**Задание**
Обновите строки от самого начала до строки с «xmin=87 ymin=343 xmax=125 ymax=374» включительно: замените «metal handrail» на «steel handrail», а остальное оставьте как есть.

(Строки набора данных)
▶

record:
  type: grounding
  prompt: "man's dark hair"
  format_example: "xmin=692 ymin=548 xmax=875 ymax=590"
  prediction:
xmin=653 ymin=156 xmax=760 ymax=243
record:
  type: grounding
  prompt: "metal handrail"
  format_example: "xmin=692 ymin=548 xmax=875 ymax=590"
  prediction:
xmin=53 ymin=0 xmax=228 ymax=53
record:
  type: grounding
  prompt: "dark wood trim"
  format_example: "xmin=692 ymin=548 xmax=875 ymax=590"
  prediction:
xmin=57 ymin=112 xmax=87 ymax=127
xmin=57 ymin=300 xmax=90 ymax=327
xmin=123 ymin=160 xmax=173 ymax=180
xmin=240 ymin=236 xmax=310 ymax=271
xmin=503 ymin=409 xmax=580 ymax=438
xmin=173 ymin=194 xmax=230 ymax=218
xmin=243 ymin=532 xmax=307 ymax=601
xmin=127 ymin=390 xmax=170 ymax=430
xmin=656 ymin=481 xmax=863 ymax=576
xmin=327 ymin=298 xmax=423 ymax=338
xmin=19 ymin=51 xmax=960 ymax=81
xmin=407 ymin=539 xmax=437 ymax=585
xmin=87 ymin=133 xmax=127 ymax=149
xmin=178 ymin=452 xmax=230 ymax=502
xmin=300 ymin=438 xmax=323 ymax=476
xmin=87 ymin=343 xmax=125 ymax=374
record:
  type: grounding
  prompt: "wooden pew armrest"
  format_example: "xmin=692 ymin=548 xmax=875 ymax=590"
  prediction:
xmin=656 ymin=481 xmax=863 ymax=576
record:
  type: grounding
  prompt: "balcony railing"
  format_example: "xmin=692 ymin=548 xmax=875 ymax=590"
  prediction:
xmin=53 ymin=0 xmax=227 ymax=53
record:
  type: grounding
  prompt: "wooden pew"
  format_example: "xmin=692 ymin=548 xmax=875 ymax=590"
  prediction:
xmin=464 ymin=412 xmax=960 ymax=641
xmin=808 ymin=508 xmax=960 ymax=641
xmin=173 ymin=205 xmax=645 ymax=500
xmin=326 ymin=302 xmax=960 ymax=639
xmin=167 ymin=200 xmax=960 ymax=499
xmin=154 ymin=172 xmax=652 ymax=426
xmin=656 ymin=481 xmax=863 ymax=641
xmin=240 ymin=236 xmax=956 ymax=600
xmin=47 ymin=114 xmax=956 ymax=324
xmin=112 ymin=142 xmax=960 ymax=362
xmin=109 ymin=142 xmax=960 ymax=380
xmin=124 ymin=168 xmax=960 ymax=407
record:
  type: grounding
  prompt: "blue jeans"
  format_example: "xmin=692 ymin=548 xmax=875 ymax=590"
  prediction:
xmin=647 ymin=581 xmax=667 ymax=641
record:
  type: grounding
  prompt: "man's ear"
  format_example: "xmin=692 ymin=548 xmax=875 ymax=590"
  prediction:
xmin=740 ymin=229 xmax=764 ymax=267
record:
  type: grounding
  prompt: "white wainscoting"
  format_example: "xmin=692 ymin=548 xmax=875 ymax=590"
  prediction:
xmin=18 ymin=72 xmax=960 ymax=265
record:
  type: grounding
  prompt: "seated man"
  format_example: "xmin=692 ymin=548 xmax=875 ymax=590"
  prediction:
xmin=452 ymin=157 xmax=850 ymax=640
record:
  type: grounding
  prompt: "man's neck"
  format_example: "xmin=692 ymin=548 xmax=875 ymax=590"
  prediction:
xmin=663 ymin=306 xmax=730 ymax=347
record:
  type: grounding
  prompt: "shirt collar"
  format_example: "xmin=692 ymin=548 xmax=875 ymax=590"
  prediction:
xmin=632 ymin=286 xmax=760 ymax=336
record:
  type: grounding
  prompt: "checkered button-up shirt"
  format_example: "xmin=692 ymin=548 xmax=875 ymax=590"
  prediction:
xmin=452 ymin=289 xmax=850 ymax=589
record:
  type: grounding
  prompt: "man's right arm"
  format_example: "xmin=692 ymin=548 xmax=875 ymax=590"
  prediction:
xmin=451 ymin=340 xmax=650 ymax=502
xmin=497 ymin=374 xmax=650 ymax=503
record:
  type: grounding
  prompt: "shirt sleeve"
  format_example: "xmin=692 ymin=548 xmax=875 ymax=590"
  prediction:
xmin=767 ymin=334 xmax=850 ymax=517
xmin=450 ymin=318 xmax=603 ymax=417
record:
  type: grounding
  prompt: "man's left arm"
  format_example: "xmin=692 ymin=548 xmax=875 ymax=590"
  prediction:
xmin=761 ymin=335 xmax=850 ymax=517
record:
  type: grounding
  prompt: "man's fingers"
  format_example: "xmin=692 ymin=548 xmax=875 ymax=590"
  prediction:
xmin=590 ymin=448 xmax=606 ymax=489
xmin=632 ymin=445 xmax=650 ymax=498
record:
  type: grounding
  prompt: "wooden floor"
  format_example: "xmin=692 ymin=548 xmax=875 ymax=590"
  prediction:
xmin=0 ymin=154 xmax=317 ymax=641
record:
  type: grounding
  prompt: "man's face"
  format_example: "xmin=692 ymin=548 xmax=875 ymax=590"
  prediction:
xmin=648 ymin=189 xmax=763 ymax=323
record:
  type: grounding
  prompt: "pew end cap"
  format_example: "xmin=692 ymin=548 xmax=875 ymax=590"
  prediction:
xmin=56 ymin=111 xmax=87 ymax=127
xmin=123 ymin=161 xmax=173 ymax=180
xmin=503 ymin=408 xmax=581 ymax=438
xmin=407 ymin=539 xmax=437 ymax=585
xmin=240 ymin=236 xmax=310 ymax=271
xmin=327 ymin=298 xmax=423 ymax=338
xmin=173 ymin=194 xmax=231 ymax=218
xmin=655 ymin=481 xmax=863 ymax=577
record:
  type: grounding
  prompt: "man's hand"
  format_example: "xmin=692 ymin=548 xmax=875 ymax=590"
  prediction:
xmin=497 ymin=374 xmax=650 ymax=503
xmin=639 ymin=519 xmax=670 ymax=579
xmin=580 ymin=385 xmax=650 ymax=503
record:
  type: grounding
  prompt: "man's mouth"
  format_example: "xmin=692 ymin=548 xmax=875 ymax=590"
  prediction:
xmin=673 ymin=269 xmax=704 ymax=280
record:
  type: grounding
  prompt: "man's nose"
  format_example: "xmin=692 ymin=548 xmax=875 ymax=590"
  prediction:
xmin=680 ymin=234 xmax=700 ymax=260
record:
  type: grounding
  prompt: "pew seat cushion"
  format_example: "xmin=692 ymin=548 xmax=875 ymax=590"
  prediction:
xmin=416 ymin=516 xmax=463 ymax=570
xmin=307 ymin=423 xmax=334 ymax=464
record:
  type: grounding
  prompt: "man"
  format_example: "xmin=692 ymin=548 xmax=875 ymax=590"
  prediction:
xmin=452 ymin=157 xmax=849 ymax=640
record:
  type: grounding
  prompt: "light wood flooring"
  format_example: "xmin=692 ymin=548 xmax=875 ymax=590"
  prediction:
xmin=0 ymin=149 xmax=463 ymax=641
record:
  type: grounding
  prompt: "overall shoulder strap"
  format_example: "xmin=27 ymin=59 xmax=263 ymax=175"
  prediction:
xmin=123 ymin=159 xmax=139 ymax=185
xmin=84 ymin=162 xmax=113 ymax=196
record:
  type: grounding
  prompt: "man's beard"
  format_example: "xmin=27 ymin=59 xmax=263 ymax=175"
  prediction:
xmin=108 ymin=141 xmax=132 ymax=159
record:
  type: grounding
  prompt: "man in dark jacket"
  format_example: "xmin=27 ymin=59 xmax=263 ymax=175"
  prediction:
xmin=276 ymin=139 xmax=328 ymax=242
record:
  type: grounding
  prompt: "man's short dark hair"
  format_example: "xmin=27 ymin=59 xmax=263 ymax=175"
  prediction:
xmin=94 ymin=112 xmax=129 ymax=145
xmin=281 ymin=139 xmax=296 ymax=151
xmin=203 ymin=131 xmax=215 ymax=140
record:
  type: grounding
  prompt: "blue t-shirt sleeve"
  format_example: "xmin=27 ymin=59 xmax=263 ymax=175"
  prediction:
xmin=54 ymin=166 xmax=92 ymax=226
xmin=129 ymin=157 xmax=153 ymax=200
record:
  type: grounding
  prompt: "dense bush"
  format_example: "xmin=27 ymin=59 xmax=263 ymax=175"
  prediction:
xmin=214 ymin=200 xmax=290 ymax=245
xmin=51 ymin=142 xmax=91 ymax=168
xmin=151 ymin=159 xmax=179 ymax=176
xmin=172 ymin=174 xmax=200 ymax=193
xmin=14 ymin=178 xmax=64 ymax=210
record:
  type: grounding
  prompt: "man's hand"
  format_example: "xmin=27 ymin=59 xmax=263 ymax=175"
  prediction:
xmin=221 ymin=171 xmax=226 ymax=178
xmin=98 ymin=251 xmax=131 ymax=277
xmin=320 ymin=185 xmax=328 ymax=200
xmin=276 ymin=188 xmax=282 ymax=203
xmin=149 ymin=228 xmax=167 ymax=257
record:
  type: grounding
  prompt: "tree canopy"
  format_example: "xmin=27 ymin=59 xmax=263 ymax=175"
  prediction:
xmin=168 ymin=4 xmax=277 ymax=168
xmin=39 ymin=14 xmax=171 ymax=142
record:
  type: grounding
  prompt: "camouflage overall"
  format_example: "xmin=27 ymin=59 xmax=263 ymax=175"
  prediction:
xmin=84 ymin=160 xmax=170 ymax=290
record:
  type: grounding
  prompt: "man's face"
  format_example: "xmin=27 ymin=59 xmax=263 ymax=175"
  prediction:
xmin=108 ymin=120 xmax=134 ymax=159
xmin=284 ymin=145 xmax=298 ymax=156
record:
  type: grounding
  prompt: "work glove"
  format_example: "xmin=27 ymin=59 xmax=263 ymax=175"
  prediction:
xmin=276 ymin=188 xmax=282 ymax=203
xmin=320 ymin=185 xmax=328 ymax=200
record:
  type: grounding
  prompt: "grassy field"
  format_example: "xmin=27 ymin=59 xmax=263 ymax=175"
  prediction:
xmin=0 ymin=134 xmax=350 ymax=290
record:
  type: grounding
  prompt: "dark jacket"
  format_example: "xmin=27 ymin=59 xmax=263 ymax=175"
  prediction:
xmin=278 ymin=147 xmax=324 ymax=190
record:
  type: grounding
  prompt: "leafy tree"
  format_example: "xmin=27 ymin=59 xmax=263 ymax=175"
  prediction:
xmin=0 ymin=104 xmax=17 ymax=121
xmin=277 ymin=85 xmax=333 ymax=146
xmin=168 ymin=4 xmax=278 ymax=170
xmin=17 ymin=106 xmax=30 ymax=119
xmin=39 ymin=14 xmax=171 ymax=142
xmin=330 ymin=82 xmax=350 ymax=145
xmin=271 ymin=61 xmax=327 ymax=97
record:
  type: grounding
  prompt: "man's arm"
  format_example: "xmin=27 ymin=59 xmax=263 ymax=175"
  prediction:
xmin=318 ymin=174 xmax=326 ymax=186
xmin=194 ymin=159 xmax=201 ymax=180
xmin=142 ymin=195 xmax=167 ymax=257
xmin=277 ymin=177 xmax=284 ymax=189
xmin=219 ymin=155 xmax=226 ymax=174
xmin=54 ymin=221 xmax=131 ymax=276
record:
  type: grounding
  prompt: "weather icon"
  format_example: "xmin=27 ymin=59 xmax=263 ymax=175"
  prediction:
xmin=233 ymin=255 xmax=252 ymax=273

◀

**Полный ответ**
record:
  type: grounding
  prompt: "man's dark hair"
  format_example: "xmin=692 ymin=548 xmax=875 ymax=590"
  prediction:
xmin=653 ymin=156 xmax=760 ymax=243
record:
  type: grounding
  prompt: "steel handrail"
  format_example: "xmin=692 ymin=548 xmax=875 ymax=590"
  prediction:
xmin=53 ymin=0 xmax=228 ymax=53
record:
  type: grounding
  prompt: "dark wood trim"
  format_example: "xmin=692 ymin=548 xmax=875 ymax=590"
  prediction:
xmin=57 ymin=112 xmax=87 ymax=127
xmin=57 ymin=300 xmax=90 ymax=327
xmin=123 ymin=160 xmax=173 ymax=180
xmin=240 ymin=236 xmax=310 ymax=271
xmin=503 ymin=409 xmax=580 ymax=438
xmin=173 ymin=194 xmax=230 ymax=218
xmin=243 ymin=532 xmax=307 ymax=601
xmin=127 ymin=390 xmax=170 ymax=430
xmin=656 ymin=481 xmax=863 ymax=576
xmin=327 ymin=298 xmax=423 ymax=338
xmin=19 ymin=51 xmax=960 ymax=81
xmin=407 ymin=539 xmax=437 ymax=585
xmin=87 ymin=133 xmax=127 ymax=149
xmin=178 ymin=452 xmax=230 ymax=502
xmin=300 ymin=438 xmax=323 ymax=476
xmin=87 ymin=343 xmax=125 ymax=374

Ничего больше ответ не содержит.